=== Document ===

CompliantVLA-adaptor: VLM-Guided Variable Impedance Action for Safe Contact-Rich Manipulation
This work addresses safety issues in robotic manipulation for physical tasks involving contact, though it is incremental as it builds on existing VLA systems.
The paper tackled the problem of unsafe or failed interactions in contact-rich robotic manipulation by augmenting Vision-Language-Action models with variable impedance control, resulting in improved success rates and reduced force violations in both simulation and real-world tasks.
We propose a CompliantVLA-adaptor that augments the state-of-the-art Vision-Language-Action (VLA) models with vision-language model (VLM)-informed context-aware variable impedance control (VIC) to improve the safety and effectiveness of contact-rich robotic manipulation tasks. Existing VLA systems (e.g., RDT, Pi0.5, OpenVLA-oft) typically output position, but lack force-aware adaptation, leading to unsafe or failed interactions in physical tasks involving contact, compliance, or uncertainty. In the proposed CompliantVLA-adaptor, a VLM interprets task context from images and natural language to adapt the stiffness and damping parameters of a VIC controller. These parameters are further regulated using real-time force/torque feedback to ensure interaction forces remain within safe thresholds. We demonstrate that our method outperforms the VLA baselines on a suite of complex contact-rich tasks, both in simulation and the real world, with improved success rates and reduced force violations. This work presents a promising path towards a safe foundation model for physical contact-rich manipulation. We release our code, prompts, and force-torque-impedance-scenario context datasets at https://sites.google.com/view/compliantvla.

===

— Work instructions —
1. In the CompliantVLA-adaptor abstract, rewrite the passage that begins at the words "CompliantVLA-adaptor: VLM-Guided Variable" and stops after "existing VLA systems.", replacing "safety issues" with "safety problems".
2. Name every existing VLA system that the CompliantVLA-adaptor abstract gives as an example.
3. Answer these from the CompliantVLA-adaptor abstract:
(a) Which two parameters of the VIC controller does the VLM adapt?
(b) What kind of feedback further regulates those parameters?
(c) In which two settings is the method shown to beat the VLA baselines?

=== Recorded data ===

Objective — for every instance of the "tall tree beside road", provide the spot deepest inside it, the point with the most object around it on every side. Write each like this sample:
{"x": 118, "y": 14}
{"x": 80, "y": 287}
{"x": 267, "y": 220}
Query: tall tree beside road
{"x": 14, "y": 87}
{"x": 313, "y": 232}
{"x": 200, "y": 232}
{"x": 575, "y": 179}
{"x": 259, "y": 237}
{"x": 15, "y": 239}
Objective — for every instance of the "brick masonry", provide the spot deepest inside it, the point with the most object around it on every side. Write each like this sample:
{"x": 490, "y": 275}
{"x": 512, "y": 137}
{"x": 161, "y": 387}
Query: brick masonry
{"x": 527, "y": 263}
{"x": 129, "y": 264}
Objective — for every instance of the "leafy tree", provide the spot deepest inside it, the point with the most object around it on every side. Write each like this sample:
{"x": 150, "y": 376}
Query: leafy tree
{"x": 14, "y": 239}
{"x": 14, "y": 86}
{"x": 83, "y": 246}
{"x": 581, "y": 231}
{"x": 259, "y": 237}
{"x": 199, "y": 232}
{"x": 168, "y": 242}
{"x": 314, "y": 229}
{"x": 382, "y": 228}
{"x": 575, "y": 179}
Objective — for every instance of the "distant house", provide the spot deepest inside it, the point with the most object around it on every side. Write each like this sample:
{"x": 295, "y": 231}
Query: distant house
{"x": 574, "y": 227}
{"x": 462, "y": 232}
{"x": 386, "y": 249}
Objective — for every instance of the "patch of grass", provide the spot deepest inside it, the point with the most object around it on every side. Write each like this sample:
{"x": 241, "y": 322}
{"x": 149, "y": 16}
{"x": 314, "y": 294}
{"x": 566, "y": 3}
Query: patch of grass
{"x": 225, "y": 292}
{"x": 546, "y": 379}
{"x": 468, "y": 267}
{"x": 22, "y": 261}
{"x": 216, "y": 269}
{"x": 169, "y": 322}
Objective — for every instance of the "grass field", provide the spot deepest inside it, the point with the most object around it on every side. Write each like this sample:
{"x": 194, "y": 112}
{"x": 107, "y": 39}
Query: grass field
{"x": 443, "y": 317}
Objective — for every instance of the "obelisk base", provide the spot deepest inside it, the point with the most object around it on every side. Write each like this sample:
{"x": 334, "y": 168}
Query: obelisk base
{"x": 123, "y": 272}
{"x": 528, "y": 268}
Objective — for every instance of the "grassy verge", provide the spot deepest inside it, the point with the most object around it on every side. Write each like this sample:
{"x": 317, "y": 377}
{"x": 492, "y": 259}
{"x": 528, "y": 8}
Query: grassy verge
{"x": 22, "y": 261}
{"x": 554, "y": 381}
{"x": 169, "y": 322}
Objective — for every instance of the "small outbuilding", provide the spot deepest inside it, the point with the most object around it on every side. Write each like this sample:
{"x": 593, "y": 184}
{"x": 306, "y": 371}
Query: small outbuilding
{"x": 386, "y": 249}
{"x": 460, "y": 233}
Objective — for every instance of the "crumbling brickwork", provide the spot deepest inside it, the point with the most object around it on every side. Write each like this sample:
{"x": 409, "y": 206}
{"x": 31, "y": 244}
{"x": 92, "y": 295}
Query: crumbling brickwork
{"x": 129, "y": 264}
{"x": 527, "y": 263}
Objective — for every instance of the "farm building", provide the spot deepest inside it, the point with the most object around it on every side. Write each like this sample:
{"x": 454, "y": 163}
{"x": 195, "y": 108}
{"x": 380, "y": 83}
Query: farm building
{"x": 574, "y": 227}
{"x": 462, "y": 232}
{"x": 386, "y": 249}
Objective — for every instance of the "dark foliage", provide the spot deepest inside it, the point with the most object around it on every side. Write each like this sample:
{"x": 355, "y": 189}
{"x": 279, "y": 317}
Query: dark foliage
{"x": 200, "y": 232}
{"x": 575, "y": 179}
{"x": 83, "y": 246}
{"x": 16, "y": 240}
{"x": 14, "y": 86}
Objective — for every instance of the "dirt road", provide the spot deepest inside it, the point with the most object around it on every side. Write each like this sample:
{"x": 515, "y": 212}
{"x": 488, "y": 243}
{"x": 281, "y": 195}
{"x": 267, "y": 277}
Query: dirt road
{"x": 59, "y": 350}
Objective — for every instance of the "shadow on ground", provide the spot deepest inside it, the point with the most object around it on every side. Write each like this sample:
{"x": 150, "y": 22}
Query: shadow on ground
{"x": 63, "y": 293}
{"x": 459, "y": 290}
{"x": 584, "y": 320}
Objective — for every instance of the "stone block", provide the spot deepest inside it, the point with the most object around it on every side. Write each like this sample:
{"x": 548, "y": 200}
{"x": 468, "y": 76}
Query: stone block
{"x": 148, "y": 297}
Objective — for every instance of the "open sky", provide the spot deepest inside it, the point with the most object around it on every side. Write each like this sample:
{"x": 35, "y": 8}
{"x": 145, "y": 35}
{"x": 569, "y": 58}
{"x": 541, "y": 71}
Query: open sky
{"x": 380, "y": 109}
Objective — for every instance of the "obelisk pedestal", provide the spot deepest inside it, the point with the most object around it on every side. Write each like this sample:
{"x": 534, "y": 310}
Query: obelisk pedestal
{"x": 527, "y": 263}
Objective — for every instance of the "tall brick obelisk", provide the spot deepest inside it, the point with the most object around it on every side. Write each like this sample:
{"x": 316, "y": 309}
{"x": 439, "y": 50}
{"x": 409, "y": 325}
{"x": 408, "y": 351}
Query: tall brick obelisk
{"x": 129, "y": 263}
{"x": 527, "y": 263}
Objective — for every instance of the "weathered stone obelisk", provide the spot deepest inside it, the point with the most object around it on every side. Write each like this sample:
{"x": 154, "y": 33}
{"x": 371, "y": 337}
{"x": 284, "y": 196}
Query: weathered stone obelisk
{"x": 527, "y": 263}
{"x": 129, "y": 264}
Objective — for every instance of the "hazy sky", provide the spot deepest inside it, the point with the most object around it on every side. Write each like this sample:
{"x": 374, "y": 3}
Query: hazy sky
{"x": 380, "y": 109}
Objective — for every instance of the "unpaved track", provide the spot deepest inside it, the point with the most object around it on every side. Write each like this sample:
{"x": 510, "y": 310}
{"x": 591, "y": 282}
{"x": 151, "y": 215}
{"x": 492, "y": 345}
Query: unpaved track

===

— Responses in order —
1.
CompliantVLA-adaptor: VLM-Guided Variable Impedance Action for Safe Contact-Rich Manipulation
This work addresses safety problems in robotic manipulation for physical tasks involving contact, though it is incremental as it builds on existing VLA systems.

2. RDT, Pi0.5, OpenVLA-oft

3.
(a) Stiffness and damping.
(b) Real-time force/torque feedback.
(c) Simulation and the real world.